The Future: DeFi 2.0 is already cutting edge, though we offer the following thoughts on what may lie ahead. Despite its drawbacks, liquidity mining is not going away and instead is likely to become more of a conscious choice. There will be less focus on TVL, and more focus on the efficiency of TVL and on PCV. Pioneering DeFi protocols who created the building blocks are not going away, but rather will become more important than ever, and can simply adopt DeFi 2.0 constructs where appropriate. And DeFi 2.0 will continue to improve collaboration, speed to market, and utility, with more DAO to DAO activity and greater tools for improved DAO community management. All this can one day usher in mass DeFi participation, where DeFi is incorporated into daily lives and regularly interacted with, oftentimes unknowingly, by the general population at large. Whether the term DeFi 2.0 sticks or quietly fades away, one thing is clear – DeFi continues to innovate and improve to bring about a more efficient, open, and equitable financial system for all.

» Extracted entries
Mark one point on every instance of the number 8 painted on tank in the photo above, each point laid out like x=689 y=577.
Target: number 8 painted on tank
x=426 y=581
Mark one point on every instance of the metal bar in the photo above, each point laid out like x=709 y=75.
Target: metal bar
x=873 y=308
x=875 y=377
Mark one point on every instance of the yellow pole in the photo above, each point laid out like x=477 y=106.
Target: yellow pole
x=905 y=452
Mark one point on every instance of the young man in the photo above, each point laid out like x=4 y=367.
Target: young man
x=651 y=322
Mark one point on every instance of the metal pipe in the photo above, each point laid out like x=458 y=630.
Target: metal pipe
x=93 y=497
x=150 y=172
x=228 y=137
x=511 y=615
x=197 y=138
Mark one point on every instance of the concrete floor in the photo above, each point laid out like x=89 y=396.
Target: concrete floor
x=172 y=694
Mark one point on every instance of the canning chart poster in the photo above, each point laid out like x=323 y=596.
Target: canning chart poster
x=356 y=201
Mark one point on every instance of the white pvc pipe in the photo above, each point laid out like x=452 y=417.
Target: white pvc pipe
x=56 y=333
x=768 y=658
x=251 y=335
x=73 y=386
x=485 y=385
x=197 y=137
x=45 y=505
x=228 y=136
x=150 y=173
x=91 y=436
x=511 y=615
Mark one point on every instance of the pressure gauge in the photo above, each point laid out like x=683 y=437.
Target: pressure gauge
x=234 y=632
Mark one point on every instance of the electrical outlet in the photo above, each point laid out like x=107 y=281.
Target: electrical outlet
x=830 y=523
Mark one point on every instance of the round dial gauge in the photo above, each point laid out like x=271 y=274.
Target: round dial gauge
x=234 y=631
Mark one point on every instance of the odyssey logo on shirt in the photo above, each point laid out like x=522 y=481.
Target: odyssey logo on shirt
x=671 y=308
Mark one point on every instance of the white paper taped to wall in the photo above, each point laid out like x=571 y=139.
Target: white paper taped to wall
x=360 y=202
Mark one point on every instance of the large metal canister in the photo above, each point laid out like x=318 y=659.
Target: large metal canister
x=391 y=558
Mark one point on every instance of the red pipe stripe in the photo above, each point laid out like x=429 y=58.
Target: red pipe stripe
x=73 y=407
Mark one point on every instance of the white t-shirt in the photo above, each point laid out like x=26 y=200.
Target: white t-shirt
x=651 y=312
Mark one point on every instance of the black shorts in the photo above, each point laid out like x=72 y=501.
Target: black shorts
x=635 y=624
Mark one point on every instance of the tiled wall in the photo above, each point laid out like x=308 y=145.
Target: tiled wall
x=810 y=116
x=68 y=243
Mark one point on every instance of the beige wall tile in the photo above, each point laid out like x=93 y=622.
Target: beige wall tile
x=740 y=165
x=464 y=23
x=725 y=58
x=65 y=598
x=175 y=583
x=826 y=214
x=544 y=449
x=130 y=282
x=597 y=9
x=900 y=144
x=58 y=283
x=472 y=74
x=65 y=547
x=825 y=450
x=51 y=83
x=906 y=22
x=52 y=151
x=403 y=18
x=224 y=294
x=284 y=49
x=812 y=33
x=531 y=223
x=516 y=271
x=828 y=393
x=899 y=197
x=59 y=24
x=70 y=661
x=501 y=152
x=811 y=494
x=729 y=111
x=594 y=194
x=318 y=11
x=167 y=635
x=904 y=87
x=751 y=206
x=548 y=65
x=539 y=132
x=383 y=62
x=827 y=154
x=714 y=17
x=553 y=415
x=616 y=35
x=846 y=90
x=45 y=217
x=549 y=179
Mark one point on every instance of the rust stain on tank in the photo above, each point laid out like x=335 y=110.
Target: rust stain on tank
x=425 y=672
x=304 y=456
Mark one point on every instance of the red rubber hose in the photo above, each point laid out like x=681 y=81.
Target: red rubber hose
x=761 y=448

---

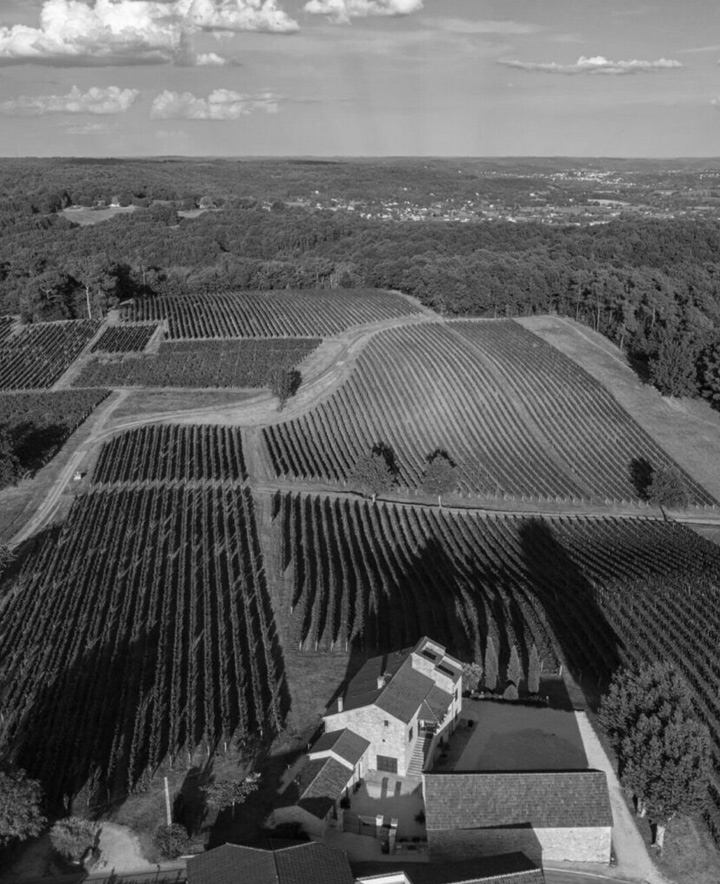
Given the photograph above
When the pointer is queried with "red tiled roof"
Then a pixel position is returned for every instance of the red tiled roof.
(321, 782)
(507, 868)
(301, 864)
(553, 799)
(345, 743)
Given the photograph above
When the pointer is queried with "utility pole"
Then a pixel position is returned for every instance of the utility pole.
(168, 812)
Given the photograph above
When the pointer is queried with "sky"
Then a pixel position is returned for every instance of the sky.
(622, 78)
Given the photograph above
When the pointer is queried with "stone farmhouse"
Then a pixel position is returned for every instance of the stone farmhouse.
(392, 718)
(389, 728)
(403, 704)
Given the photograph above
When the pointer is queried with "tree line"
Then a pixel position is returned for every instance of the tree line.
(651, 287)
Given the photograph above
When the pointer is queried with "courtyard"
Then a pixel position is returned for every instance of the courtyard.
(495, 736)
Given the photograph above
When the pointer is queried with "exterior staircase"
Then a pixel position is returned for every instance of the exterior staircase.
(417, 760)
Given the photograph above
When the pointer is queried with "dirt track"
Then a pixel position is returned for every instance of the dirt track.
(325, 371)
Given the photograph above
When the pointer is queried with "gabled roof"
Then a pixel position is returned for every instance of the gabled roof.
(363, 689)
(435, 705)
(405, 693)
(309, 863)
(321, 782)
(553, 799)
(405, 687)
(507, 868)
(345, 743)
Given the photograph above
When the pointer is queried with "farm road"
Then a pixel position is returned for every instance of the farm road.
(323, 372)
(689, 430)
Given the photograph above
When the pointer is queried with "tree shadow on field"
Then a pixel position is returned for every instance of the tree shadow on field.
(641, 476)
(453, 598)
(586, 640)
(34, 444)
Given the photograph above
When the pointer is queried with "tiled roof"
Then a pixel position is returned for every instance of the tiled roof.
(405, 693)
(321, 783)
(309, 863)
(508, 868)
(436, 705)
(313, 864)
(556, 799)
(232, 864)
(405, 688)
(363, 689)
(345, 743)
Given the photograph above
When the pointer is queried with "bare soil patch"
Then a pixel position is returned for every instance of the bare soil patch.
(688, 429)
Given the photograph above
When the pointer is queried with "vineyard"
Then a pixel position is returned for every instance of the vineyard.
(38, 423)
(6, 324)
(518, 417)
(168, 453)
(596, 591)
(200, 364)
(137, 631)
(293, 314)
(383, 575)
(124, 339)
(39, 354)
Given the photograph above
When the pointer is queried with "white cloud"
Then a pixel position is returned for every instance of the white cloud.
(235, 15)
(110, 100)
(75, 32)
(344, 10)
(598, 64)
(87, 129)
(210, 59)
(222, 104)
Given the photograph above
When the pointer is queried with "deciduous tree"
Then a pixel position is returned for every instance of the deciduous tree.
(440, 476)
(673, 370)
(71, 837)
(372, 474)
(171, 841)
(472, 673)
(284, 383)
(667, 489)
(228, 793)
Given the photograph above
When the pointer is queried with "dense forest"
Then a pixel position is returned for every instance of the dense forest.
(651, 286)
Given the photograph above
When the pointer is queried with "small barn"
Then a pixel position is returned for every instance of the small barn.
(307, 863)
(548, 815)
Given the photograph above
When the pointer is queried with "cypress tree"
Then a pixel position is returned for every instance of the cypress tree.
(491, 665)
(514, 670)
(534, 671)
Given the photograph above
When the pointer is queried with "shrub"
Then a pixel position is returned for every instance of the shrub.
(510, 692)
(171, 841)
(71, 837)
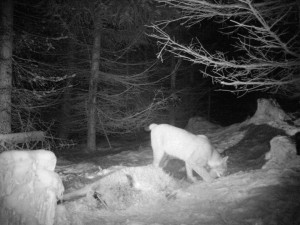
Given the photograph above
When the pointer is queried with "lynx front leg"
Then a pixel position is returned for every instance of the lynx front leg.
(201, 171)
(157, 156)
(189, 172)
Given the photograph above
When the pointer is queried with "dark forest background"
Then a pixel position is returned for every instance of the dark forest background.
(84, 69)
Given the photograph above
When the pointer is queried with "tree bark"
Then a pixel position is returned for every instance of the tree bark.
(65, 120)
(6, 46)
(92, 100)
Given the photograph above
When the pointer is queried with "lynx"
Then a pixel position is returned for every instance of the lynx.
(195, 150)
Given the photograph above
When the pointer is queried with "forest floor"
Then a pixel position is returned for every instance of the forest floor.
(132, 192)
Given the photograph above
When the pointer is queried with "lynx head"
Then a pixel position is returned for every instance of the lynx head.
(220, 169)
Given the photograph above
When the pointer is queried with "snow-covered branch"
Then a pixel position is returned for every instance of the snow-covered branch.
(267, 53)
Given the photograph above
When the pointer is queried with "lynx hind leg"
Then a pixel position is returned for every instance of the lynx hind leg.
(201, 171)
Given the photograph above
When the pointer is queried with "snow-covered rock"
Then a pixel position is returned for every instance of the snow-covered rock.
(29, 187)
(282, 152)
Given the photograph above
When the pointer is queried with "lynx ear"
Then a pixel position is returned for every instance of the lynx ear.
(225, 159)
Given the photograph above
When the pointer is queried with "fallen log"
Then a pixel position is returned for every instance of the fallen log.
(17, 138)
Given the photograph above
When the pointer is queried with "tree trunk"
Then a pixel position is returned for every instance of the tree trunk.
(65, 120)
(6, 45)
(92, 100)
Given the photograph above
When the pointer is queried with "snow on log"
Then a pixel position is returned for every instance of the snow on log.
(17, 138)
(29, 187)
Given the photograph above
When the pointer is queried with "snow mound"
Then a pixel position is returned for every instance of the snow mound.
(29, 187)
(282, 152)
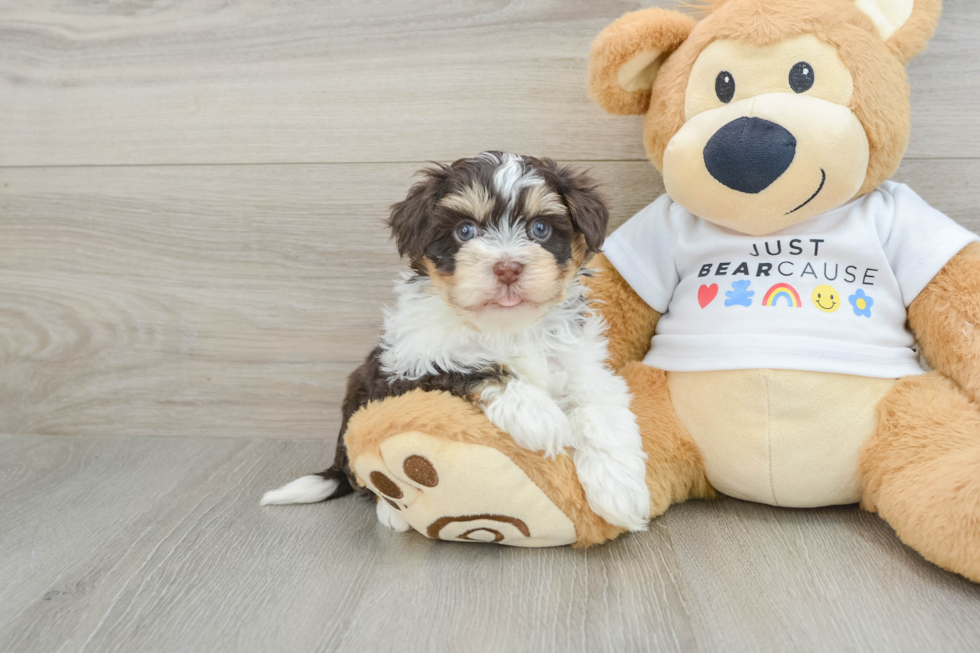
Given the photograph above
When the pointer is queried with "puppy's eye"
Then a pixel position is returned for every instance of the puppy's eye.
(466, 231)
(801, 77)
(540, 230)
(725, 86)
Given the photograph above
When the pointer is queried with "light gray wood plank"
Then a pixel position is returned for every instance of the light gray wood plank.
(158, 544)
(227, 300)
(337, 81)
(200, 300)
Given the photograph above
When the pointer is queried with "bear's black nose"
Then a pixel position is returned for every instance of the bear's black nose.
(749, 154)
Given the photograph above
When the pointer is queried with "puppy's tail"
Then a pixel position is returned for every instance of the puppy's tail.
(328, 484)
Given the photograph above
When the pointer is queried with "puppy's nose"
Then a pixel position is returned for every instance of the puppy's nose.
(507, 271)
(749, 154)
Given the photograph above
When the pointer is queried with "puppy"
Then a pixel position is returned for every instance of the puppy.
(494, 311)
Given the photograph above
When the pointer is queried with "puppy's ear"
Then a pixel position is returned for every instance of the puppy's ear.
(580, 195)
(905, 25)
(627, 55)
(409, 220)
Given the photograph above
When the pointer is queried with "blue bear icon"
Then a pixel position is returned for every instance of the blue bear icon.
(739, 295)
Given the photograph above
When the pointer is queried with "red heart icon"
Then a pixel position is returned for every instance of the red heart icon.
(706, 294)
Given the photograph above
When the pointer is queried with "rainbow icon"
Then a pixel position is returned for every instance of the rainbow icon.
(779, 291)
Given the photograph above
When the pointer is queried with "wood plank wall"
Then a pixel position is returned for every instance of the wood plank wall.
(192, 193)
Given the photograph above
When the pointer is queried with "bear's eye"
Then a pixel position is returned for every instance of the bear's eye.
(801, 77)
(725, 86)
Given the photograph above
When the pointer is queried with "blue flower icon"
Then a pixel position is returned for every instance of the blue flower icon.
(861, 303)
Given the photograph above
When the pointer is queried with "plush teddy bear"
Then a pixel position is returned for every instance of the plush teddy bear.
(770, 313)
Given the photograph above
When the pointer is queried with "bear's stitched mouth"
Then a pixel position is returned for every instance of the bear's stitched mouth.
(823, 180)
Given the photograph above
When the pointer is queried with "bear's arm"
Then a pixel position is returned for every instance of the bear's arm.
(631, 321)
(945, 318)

» Goal
Answer these questions about the DeFi 2.0 outlook above.
(a) What does the DeFi 2.0 outlook say there will be less focus on, and what will there be more focus on?
(b) What does it say will happen to the pioneering DeFi protocols that created the building blocks?
(c) What three qualities does it name for the financial system DeFi is working to bring about?

» Full solution
(a) Less focus on TVL, and more focus on the efficiency of TVL and on PCV.
(b) They are not going away. They will become more important than ever and can adopt DeFi 2.0 constructs where appropriate.
(c) More efficient, open, and equitable.